*** Records supplied ***
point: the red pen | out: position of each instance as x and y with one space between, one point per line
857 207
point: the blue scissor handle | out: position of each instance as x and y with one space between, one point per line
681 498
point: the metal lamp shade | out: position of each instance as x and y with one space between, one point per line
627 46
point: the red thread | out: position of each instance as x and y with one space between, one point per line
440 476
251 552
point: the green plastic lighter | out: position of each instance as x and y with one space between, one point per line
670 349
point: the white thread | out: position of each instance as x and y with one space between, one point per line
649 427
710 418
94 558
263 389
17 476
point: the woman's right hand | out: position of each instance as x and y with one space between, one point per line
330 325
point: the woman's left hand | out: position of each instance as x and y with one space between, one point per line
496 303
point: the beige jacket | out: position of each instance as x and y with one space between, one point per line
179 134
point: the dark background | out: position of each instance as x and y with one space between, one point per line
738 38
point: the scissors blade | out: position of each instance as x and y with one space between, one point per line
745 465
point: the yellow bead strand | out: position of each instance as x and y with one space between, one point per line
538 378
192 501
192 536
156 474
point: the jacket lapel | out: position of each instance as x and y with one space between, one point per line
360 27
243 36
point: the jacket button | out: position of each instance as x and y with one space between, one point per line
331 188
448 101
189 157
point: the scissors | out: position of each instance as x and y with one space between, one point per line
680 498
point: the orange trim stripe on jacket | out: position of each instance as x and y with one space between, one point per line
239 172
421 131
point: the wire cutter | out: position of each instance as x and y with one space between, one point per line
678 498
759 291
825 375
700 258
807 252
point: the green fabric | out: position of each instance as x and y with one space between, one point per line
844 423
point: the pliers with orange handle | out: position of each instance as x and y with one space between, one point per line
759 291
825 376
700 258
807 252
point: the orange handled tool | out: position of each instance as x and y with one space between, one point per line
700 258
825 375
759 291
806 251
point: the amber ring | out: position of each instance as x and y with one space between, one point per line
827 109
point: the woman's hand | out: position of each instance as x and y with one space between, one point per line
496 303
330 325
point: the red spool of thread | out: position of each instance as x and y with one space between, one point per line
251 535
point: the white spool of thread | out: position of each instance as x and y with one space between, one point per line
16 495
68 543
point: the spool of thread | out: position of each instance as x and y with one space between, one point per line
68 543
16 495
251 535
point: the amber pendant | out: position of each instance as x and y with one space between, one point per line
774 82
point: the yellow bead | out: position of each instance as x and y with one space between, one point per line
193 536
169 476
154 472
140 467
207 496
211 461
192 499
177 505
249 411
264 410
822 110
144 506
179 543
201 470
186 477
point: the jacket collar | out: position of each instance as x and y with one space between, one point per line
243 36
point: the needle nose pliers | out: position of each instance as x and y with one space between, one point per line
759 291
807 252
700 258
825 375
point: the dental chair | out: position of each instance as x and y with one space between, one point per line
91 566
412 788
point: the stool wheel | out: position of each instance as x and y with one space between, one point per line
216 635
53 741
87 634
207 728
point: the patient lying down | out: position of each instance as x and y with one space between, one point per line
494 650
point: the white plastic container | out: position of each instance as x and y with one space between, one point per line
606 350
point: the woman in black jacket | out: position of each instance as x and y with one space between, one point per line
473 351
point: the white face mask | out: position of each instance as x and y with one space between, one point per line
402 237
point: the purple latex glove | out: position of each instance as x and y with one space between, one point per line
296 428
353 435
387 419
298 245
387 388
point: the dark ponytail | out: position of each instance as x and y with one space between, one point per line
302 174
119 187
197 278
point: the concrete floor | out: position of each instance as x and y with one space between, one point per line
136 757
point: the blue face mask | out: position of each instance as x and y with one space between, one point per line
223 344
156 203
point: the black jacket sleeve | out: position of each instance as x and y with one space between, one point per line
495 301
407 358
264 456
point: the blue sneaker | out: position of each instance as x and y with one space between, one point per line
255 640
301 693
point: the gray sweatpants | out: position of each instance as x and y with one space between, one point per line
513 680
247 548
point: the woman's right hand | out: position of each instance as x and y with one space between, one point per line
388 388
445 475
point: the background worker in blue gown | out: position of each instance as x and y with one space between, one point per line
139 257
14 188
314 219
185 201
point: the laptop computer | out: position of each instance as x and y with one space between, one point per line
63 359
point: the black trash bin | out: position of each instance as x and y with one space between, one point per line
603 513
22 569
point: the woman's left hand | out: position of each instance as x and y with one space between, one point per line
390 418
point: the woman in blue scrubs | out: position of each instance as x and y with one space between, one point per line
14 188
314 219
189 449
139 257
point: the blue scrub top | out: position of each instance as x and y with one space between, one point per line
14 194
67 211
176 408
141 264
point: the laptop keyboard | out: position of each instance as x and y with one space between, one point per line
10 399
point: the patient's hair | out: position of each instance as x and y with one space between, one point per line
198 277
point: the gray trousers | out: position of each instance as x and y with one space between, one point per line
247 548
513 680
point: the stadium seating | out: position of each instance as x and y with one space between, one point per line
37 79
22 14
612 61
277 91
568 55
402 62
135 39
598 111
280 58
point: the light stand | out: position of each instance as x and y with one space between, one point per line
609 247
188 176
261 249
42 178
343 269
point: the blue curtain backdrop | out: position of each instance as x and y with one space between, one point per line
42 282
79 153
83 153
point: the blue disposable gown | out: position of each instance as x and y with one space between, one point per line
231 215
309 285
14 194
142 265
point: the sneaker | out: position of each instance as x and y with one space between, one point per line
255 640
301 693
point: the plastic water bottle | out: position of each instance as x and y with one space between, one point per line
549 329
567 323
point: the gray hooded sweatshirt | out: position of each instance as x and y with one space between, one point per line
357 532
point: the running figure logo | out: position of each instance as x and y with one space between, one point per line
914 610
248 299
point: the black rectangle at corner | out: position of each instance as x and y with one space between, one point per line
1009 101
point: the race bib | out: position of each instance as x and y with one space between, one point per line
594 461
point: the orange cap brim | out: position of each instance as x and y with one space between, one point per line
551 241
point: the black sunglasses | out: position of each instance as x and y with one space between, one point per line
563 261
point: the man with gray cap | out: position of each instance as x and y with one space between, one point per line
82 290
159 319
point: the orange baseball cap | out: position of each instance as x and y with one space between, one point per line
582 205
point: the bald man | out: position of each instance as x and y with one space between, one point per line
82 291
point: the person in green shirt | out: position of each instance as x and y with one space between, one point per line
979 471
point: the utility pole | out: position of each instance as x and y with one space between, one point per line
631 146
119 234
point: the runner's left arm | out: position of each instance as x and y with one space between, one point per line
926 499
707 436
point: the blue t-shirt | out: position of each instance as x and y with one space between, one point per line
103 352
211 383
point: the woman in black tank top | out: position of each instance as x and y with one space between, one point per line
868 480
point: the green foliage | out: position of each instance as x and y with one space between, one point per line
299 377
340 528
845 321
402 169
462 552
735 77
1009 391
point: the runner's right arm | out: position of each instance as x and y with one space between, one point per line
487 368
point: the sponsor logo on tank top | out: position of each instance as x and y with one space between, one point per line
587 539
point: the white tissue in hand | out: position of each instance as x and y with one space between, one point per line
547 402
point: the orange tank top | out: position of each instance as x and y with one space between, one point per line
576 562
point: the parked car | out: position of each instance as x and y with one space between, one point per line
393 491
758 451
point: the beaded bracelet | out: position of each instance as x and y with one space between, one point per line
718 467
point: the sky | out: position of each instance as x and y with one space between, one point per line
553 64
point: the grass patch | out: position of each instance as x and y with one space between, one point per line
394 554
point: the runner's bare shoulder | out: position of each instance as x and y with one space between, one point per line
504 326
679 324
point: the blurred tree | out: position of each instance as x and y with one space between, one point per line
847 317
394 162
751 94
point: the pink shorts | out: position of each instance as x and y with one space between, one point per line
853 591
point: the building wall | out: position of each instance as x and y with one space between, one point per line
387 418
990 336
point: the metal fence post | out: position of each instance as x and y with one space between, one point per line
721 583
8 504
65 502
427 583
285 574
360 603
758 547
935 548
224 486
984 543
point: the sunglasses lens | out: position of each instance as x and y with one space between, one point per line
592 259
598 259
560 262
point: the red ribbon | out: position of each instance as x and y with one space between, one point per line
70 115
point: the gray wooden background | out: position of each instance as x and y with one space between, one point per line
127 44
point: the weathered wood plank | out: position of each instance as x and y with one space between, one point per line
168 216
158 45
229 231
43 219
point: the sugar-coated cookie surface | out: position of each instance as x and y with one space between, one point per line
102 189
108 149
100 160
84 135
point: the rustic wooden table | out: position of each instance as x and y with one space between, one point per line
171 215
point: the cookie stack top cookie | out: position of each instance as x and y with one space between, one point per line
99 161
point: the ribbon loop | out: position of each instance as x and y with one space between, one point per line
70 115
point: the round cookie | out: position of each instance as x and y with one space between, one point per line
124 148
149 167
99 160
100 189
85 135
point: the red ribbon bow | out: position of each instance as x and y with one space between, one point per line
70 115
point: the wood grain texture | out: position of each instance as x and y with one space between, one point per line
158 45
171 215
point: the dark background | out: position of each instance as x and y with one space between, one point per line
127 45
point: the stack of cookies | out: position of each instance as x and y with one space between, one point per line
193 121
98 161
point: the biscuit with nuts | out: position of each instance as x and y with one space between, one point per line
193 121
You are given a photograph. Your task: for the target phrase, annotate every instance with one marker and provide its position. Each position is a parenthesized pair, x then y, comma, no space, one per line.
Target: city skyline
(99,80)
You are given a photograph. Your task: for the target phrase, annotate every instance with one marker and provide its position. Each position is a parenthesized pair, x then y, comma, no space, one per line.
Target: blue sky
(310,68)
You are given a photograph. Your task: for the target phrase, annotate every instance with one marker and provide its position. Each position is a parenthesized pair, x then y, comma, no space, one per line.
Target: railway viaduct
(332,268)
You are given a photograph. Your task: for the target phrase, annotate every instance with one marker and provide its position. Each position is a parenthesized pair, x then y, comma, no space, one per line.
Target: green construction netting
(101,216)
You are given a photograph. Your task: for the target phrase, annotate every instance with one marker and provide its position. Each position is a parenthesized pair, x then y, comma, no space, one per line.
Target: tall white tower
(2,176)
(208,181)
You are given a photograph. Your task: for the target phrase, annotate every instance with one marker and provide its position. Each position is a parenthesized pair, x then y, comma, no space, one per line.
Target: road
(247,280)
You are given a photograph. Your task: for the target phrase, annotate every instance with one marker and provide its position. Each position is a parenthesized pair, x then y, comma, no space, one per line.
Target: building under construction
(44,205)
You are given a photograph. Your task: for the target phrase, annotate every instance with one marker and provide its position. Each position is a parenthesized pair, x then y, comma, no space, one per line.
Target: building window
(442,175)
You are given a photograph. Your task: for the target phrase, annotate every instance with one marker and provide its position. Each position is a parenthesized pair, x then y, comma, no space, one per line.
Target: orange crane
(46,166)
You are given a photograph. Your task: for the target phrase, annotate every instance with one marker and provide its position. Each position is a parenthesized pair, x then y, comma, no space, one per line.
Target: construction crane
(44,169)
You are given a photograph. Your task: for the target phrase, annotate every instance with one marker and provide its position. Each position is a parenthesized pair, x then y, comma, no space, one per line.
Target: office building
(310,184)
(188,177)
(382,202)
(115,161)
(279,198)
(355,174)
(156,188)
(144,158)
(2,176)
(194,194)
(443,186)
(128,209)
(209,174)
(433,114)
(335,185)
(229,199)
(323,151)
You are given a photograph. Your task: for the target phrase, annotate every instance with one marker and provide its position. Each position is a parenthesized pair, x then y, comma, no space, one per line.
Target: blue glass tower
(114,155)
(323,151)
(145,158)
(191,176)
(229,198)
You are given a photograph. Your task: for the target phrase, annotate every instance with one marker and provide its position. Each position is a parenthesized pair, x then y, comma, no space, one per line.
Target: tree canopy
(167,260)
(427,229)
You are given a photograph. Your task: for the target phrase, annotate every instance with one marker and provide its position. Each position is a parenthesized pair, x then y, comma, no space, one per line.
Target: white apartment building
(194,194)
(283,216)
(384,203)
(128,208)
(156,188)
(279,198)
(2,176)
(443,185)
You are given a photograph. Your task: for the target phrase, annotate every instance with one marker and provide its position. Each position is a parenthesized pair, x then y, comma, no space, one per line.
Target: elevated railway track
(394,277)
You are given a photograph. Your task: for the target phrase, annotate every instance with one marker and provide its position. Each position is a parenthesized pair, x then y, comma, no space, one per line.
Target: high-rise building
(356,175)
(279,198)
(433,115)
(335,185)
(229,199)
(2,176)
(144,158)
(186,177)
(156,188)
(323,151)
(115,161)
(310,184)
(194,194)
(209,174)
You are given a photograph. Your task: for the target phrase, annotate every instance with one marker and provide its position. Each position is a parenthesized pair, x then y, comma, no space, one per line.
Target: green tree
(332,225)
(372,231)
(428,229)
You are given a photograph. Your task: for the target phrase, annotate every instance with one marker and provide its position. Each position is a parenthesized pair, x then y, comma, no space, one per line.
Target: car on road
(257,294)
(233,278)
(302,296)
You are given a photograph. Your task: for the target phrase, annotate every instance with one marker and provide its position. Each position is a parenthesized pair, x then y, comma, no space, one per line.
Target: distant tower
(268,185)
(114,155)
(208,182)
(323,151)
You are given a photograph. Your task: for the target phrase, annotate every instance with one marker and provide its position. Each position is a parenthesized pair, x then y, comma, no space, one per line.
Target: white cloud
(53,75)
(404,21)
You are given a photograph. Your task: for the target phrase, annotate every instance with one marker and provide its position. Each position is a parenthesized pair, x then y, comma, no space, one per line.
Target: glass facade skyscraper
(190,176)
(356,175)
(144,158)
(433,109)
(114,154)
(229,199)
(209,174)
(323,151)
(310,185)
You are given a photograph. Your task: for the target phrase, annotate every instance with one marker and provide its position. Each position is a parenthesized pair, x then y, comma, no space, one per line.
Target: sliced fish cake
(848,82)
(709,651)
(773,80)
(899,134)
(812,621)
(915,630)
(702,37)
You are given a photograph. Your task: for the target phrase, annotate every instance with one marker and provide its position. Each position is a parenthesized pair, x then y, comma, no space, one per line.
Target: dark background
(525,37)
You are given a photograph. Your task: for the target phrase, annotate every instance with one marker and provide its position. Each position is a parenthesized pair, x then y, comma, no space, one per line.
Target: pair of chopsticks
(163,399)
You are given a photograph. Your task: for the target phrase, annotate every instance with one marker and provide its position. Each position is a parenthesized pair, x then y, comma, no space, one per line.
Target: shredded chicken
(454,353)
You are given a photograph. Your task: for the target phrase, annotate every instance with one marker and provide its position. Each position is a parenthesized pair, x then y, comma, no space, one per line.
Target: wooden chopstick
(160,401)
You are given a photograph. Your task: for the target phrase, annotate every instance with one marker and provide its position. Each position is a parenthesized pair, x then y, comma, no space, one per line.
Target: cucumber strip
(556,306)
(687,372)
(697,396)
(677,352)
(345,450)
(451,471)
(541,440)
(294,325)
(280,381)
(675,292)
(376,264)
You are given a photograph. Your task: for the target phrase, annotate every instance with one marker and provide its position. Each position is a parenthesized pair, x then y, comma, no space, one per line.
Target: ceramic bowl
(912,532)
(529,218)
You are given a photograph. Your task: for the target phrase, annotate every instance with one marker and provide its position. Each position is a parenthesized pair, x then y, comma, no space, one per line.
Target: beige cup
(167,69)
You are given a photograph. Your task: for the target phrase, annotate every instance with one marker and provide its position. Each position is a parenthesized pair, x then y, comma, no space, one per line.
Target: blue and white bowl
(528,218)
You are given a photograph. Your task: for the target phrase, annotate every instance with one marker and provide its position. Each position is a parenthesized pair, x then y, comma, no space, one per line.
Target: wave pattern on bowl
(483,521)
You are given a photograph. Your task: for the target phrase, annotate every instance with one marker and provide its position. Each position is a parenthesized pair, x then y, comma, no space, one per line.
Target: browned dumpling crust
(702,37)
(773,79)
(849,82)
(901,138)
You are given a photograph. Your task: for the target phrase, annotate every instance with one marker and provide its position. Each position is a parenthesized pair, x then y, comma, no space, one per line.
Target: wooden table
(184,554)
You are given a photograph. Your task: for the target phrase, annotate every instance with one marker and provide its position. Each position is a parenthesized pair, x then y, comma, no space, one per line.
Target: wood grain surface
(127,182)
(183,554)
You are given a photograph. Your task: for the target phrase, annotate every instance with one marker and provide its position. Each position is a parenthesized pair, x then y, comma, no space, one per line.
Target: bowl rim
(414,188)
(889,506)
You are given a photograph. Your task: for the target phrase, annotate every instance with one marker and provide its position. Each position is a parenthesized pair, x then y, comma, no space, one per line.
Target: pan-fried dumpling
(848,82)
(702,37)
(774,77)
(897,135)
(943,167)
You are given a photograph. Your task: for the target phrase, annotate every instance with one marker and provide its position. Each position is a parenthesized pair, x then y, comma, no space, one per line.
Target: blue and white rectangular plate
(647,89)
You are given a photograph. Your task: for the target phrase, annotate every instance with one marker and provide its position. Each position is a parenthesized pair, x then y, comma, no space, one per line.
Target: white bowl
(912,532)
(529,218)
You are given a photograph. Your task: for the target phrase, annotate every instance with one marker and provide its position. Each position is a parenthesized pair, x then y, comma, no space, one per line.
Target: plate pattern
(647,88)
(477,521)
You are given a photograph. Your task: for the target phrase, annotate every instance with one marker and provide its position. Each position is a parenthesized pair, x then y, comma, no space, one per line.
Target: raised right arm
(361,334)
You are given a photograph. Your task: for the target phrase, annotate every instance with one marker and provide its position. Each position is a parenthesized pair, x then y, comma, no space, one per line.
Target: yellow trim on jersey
*** End of Records supplied ***
> [Problem requirements] Your output should be an exact copy of the lines from the one containing "Target: pan-fried dumpling" through the last line of the data above.

> [Your response]
Target: pan-fried dumpling
(848,82)
(702,37)
(774,77)
(897,135)
(943,167)
You are given a photograph. Your task: for the target phrase, annotate every instance with one marker and provide its position. Each position is a parenthesized pair, x then y, comma, no space, one per line.
Target: blue and white rectangular plate
(647,89)
You are given a photograph. Your task: for the target phrase, annotate every instance with one marker and provide its position. Each position is a parenthesized pair, x then y, comma, no space, one per line.
Target: white bowl
(912,532)
(529,218)
You are given a photograph. Your task: for the target phrase, annotate every instance with one marker and provide its position. Each position is a parenthesized pair, x then y, comma, no space, one per line.
Target: plate pattern
(647,88)
(477,521)
You are given a photograph. Your task: for the target phrase, annotate every instance with one marker and provide its position. Each position is a parenthesized pair, x then y, comma, no space, one per line.
Target: raised right arm
(361,334)
You are given a photograph. Your task: for the target phrase, annotate every instance with one marker and provide its position. Each position is a parenthesized pair, x then y, comma, no space, one per line.
Target: yellow trim on jersey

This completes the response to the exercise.